Tasks for this exercise:
1. Reproduce word for word the part of the passage on personas starting with "There are many" and going on through "to the doctor.".
2. In the passage on personas, list every group for which the Health for America Fellows have made personas.

Passage for review:
*****

A persona is a fictional character based on potential customers — or in our case, patients. Each persona summarizes the attributes of a larger social group; it serves as an archetype to demonstrate demographics, needs, desires, and cultures.
The Health for America Fellows have made personas for patients, caregivers, nurses, primary care physicians, and cardiologists to ensure that we are continuously focused on human-centered design. With every idea we come up with, we discuss how each persona would interact with our solution given their personality, pain-points, and motivations.
There are many types of patients, caregivers, and providers, but it is important to avoid making generalizations such as "patients don't follow treatment plans." Instead we say, "Esther sometimes eats food high in sodium because that is the food her daughter Jordan brought her for the week, and she has no other access to food." Personas help keep our ideas grounded and based in truths that we have heard firsthand from our user groups.
Here are two of our personas:
Esther is 80 years old and lives by herself now that her husband has passed away. She was the caregiver for her husband, Bill, who suffered from diabetes and dementia. She has had Type II diabetes for over a decade and recently found out that she has heart failure. She was having trouble sleeping because she couldn’t breathe, so her daughter, Jordan, made her go to the doctor.
At first, Dr. Evergreen, Esther’s primary care doctor, thought she might have asthma, but after inhalers didn’t do much to help her shortness of breath, he switched his diagnosis to an anxiety disorder. After continued problems sleeping and multiple trips back to see him, he finally arrived at the correct diagnosis of heart failure. Now Esther mostly spends her time at home, watching TV and sometimes gets lonely at home by herself. She really appreciates all of the help that Jordan gives and does not want to overburden her. Esther feels guilty requiring so much of Jordan’s time, as she knows how stressed Jordan is and that she has to take off work to help her with doctor appointments and other chores. Esther also feels guilty when Jordan pays for her medications, since Esther’s sole income is social security checks, making money is tight. Sometimes Jordan forgets about what foods Esther isn’t supposed to eat, but Esther doesn’t want to seem ungrateful and eats the food anyway. To avoid being a burden, Esther tries not to call Jordan unless it is a “real” emergency. Esther gets really happy whenever her grandkids come over to visit, but lately they have been too preoccupied with other things to come around.

*****

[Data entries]

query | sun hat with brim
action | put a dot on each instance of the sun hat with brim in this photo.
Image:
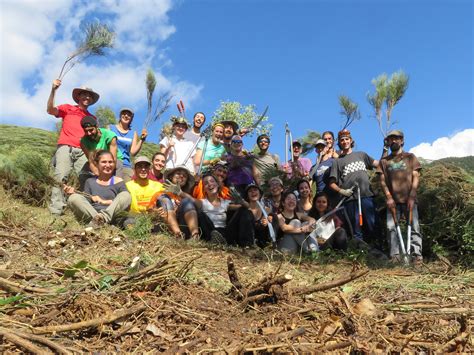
(75, 94)
(179, 120)
(170, 172)
(142, 159)
(275, 179)
(395, 133)
(250, 186)
(127, 109)
(234, 124)
(320, 142)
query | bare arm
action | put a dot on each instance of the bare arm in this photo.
(90, 158)
(197, 157)
(137, 142)
(113, 148)
(51, 109)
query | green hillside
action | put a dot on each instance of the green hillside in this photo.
(41, 141)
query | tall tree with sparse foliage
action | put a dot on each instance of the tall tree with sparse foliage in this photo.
(105, 116)
(245, 116)
(388, 92)
(349, 109)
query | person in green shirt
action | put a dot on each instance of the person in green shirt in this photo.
(96, 138)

*****

Results in order:
1.
There are many types of patients, caregivers, and providers, but it is important to avoid making generalizations such as "patients don't follow treatment plans." Instead we say, "Esther sometimes eats food high in sodium because that is the food her daughter Jordan brought her for the week, and she has no other access to food." Personas help keep our ideas grounded and based in truths that we have heard firsthand from our user groups.
Here are two of our personas:
Esther is 80 years old and lives by herself now that her husband has passed away. She was the caregiver for her husband, Bill, who suffered from diabetes and dementia. She has had Type II diabetes for over a decade and recently found out that she has heart failure. She was having trouble sleeping because she couldn’t breathe, so her daughter, Jordan, made her go to the doctor.

2. patients, caregivers, nurses, primary care physicians, cardiologists